_TRAVAIL DEMANDÉ_:
Répondez aux questions suivantes à l'aide du texte sur les trolls :
1. Quel commentaire a remonté l'auteur contre les trolls inconscients de l'être ?
2. Pour quelle raison les commentateurs se croient-ils les gagnants ?
3. Que ne font pas la plupart des commentateurs qui se cachent ?

_TEXTE FOURNI_:
▬▬▬▬▬▬▬▬▬▬

Tous les auteurs qui publient sur Agoravox ont pris leur parti des trolls en maraude qui polluent les fils de commentaires. J’ai beau me persuader que les trolls sont un mal nécessaire, le prix de la liberté en quelque sorte, je n’arrive pas à m’habituer à leur présence, surtout quand ils influencent tous les commentaires qui suivent et que le trolling devient la règle. Aujourd’hui, j’en viens à chercher les rares commentateurs de bonne foi parmi une armée de trolls qui s’ignorent.
C’est un commentaire publié hier soir suite à mon article sur le bon sens qui m’a remonté contre les trolls inconscients de l’être. Mais toutes les remarques qui suivent sont valables pour 99 % des commentaires publiés sur Agoravox, suite à mes articles mais aussi suite à la plupart des articles.
1/ Exit la netiquette.
Par le passé, avant de publier sur un forum, on devait s’imprégner de sa philosophie. C’était un des points essentiels d’une politesse qui semble oubliée. Si elle était toujours d’actualité, les commentateurs devraient s’imprégner de la philosophie de l’auteur dont ils vont commenter l’article, au moins lire sa biographie, visiter son blog, lire quelques uns de ces autres articles, ça éviterait bien des incompréhensions, comme d’accuser un auteur d’ignorer les sciences de l’ingénieur alors qu’il est lui-même ingénieur.
2/ Un jeu perdant-gagnant.
Dans les médias traditionnels, il ne viendrait pas à l’idée d’un journaliste d’attaquer quelqu’un dont il ignore tout, ce serait suicidaire. Sur le web, les trolls n’ont pas peur du suicide (tous les joueurs de Donjons & Dragons savent que les trolls régénèrent). Comme les commentateurs n’ont rien à perdre, ils se lâchent. Presque toujours, ils jouent un stupide jeu perdant-gagnant avec les auteurs. Ils se croient être les gagnants parce qu’ils parlent en dernier. Au final, personne ne gagne, tout le monde perd, l’auteur, le commentateur, les lecteurs, Agoravox… qui devient lieu de débats tout aussi stériles que ceux des plateaux TV.
3/ Les grandes gueules anonymes.
La plupart des commentateurs se cachent. Ils ne s’enregistrent pas comme rédacteur sur Agoravox ou n’indiquent pas l’adresse de leur blog. Du coup, ils ont un courage qu’ils n’auraient jamais en face à face. Il m’est arrivé de demander à ce type de contradicteur de discuter de vive voix et ils ont refusé. Cette attitude est assez commune dans les forums. La plupart des gens ne sont pas là pour discuter mais pour tenir un rôle. Je me demande pourquoi ils ne jouent pas à WOW. Là, il y a de vrais trolls !

▬▬▬▬▬▬▬▬▬▬

_EXTRAITS DES DONNÉES_:
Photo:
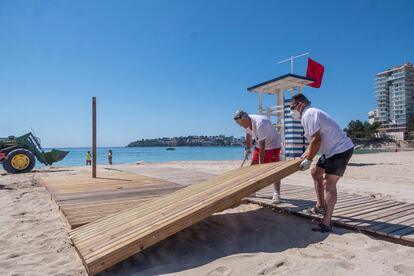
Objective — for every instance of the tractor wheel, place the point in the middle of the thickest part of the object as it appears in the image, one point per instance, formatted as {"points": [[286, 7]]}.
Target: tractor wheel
{"points": [[19, 161]]}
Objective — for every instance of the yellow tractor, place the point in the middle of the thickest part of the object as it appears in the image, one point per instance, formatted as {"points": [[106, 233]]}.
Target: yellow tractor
{"points": [[19, 154]]}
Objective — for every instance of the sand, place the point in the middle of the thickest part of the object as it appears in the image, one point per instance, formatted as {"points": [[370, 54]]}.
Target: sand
{"points": [[246, 240]]}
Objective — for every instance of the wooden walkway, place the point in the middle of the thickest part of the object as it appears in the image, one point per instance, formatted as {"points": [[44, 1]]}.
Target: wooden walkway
{"points": [[386, 218], [83, 200], [107, 241]]}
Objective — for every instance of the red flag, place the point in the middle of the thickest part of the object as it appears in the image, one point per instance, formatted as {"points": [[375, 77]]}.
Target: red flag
{"points": [[315, 72]]}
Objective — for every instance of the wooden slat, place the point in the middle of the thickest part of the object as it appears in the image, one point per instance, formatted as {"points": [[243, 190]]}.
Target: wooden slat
{"points": [[82, 199], [110, 240]]}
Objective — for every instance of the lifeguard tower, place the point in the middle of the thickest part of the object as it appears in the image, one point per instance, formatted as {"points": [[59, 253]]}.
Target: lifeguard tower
{"points": [[291, 131]]}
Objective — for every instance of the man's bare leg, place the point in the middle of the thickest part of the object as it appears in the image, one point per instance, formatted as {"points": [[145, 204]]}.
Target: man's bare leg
{"points": [[329, 184], [317, 175]]}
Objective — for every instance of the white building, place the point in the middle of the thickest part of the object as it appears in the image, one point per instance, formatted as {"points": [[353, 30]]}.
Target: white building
{"points": [[394, 89]]}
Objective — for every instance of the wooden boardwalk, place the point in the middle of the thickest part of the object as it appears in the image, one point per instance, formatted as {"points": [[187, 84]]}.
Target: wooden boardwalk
{"points": [[107, 241], [83, 200], [386, 218]]}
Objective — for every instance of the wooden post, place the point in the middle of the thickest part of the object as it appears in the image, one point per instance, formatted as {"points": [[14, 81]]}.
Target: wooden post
{"points": [[93, 137]]}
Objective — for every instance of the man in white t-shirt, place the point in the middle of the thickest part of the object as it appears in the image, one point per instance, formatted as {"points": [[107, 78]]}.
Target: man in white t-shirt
{"points": [[327, 138], [268, 142]]}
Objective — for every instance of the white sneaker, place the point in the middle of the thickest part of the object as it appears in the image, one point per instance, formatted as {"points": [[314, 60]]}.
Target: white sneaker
{"points": [[276, 198]]}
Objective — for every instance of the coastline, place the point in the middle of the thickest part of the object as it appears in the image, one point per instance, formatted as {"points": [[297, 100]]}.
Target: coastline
{"points": [[244, 240]]}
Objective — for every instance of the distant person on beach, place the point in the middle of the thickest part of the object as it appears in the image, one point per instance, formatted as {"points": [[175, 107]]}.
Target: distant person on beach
{"points": [[88, 158], [110, 157], [324, 136], [268, 142]]}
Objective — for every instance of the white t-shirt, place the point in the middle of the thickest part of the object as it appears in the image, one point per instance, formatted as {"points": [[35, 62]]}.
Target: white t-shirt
{"points": [[333, 139], [262, 129]]}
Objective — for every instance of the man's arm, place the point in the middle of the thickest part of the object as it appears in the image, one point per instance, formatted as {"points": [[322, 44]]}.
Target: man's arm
{"points": [[248, 141], [262, 151], [314, 145]]}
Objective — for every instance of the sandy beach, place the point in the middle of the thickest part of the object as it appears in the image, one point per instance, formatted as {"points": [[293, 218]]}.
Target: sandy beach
{"points": [[246, 240]]}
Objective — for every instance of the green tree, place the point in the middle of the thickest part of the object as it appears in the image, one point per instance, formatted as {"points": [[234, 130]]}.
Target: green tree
{"points": [[359, 129]]}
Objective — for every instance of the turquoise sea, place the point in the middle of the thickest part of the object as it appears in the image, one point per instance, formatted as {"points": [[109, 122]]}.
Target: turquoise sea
{"points": [[122, 155]]}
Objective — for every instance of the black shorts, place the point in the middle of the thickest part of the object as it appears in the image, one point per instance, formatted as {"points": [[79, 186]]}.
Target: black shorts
{"points": [[336, 164]]}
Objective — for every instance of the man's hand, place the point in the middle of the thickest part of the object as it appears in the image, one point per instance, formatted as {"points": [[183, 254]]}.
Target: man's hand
{"points": [[247, 152], [305, 164]]}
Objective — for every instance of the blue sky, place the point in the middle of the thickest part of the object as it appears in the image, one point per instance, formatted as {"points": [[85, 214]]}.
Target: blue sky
{"points": [[172, 68]]}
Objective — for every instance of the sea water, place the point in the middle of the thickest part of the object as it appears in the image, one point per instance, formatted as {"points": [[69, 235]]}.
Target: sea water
{"points": [[122, 155]]}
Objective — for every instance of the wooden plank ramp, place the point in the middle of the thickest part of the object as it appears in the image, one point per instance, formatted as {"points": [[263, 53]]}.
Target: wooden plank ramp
{"points": [[107, 241], [386, 218]]}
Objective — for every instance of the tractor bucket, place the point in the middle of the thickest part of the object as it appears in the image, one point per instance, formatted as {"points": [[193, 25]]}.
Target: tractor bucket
{"points": [[55, 156]]}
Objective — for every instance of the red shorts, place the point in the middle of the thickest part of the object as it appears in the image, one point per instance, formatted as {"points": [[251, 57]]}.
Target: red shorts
{"points": [[272, 155]]}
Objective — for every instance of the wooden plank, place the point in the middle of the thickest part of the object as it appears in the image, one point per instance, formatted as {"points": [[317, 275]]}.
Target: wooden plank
{"points": [[110, 240]]}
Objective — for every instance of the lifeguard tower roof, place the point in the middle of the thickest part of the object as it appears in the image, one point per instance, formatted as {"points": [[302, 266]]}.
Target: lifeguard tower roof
{"points": [[282, 83]]}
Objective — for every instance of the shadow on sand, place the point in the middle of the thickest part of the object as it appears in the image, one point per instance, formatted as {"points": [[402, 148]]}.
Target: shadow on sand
{"points": [[221, 235]]}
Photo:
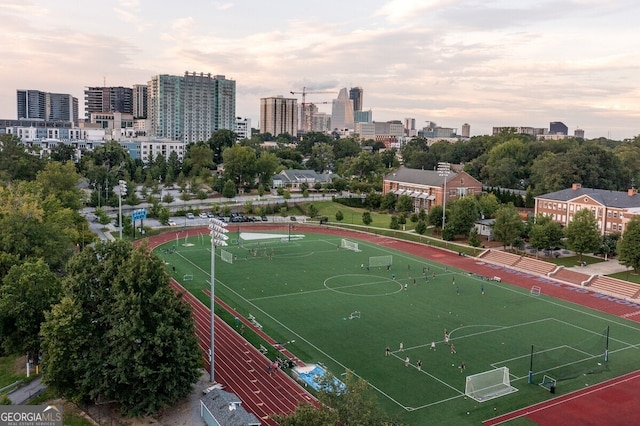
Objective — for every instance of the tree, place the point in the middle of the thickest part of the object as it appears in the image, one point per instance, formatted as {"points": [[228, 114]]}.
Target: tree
{"points": [[27, 292], [366, 218], [629, 245], [545, 233], [120, 333], [239, 164], [582, 233], [508, 225], [229, 190], [421, 227]]}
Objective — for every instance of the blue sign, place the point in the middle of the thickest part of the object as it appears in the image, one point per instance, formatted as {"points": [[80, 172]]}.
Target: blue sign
{"points": [[139, 214]]}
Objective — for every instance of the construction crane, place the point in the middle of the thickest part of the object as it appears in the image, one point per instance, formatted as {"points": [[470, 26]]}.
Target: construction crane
{"points": [[305, 116]]}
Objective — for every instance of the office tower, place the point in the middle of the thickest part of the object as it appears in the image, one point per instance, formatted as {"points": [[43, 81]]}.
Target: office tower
{"points": [[363, 116], [410, 127], [140, 101], [225, 103], [108, 99], [466, 130], [342, 112], [558, 128], [190, 108], [35, 104], [355, 94], [279, 115]]}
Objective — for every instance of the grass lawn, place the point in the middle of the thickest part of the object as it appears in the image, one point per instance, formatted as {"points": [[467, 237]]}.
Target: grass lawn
{"points": [[303, 291]]}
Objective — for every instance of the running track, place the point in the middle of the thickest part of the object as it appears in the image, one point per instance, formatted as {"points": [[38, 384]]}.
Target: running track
{"points": [[593, 406]]}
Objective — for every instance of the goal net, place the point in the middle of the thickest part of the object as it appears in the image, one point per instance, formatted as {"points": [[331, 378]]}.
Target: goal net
{"points": [[349, 245], [226, 256], [489, 385], [548, 382], [380, 261]]}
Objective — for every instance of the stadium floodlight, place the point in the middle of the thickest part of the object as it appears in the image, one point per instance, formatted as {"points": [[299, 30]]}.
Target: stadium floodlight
{"points": [[443, 170], [217, 230], [122, 191]]}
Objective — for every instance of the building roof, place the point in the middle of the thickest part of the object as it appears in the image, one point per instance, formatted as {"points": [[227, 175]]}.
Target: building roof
{"points": [[617, 199], [418, 176], [226, 409]]}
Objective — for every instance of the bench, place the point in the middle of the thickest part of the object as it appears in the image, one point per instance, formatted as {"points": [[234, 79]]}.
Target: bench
{"points": [[253, 321]]}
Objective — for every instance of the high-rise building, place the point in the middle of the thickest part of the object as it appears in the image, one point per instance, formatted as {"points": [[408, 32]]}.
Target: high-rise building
{"points": [[140, 101], [108, 99], [558, 128], [34, 104], [190, 108], [342, 112], [466, 130], [279, 115], [355, 94], [410, 127]]}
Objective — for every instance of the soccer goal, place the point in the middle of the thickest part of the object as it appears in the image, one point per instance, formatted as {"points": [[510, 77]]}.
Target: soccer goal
{"points": [[226, 256], [349, 245], [489, 385], [380, 261], [548, 383]]}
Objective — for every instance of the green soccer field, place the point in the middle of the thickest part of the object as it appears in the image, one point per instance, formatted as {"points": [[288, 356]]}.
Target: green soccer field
{"points": [[304, 291]]}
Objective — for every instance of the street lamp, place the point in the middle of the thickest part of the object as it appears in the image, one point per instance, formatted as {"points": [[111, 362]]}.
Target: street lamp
{"points": [[217, 230], [123, 190], [443, 170]]}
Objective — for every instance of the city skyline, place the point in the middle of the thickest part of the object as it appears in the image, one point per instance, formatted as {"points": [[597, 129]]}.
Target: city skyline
{"points": [[488, 64]]}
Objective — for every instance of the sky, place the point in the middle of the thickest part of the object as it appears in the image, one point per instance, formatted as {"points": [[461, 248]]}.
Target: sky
{"points": [[483, 62]]}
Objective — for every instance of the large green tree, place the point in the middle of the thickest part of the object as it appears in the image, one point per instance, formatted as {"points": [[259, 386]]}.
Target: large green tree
{"points": [[27, 292], [582, 233], [629, 245], [120, 333]]}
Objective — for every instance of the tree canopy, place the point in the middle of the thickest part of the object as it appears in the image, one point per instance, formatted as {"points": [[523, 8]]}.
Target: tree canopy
{"points": [[119, 332]]}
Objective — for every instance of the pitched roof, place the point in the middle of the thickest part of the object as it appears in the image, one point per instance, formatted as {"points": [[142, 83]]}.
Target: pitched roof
{"points": [[226, 409], [418, 176], [617, 199]]}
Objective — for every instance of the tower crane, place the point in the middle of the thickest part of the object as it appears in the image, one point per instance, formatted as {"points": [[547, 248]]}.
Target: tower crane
{"points": [[305, 116]]}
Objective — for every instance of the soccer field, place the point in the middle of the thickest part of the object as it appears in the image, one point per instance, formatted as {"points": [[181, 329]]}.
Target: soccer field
{"points": [[337, 310]]}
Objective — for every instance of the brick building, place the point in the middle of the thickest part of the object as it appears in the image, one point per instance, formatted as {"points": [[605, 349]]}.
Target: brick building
{"points": [[612, 209], [426, 187]]}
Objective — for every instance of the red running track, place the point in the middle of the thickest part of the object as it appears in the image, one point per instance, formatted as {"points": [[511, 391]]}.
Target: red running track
{"points": [[239, 366], [613, 403]]}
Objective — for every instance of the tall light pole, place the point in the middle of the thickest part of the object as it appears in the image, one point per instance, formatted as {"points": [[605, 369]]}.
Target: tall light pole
{"points": [[123, 190], [217, 230], [443, 170]]}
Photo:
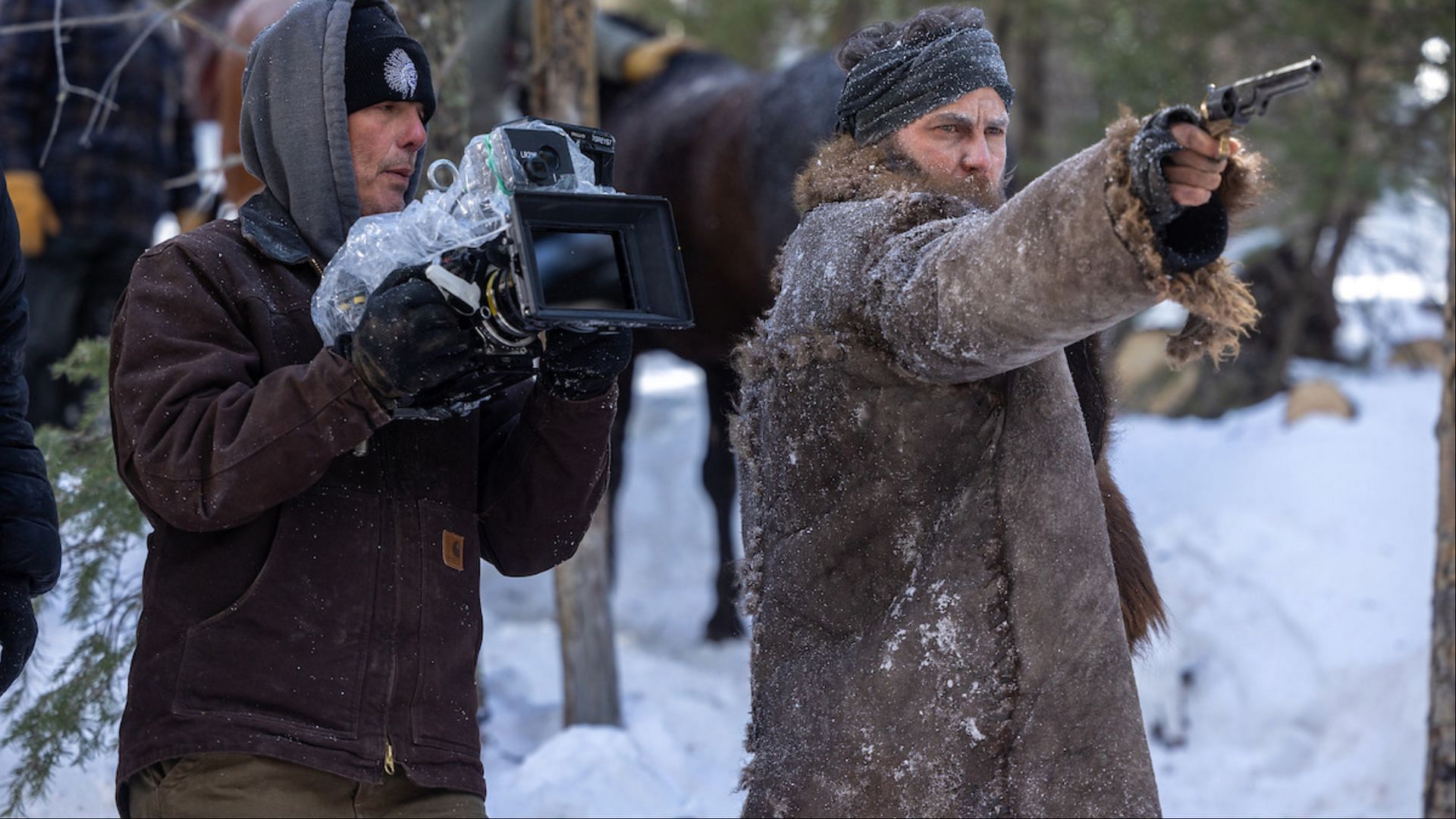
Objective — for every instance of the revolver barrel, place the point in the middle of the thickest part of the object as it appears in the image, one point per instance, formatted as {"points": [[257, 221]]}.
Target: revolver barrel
{"points": [[1231, 107]]}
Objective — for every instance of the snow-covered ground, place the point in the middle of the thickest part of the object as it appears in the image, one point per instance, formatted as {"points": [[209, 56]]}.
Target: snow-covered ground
{"points": [[1296, 563]]}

▬▬▬▬▬▬▬▬▬▬

_RÉSULTAT OBTENU_:
1. Un commentaire publié à la suite de son article sur le bon sens.
2. Parce qu'ils parlent en dernier.
3. Ils ne s'enregistrent pas comme rédacteur sur Agoravox ou n'indiquent pas l'adresse de leur blog.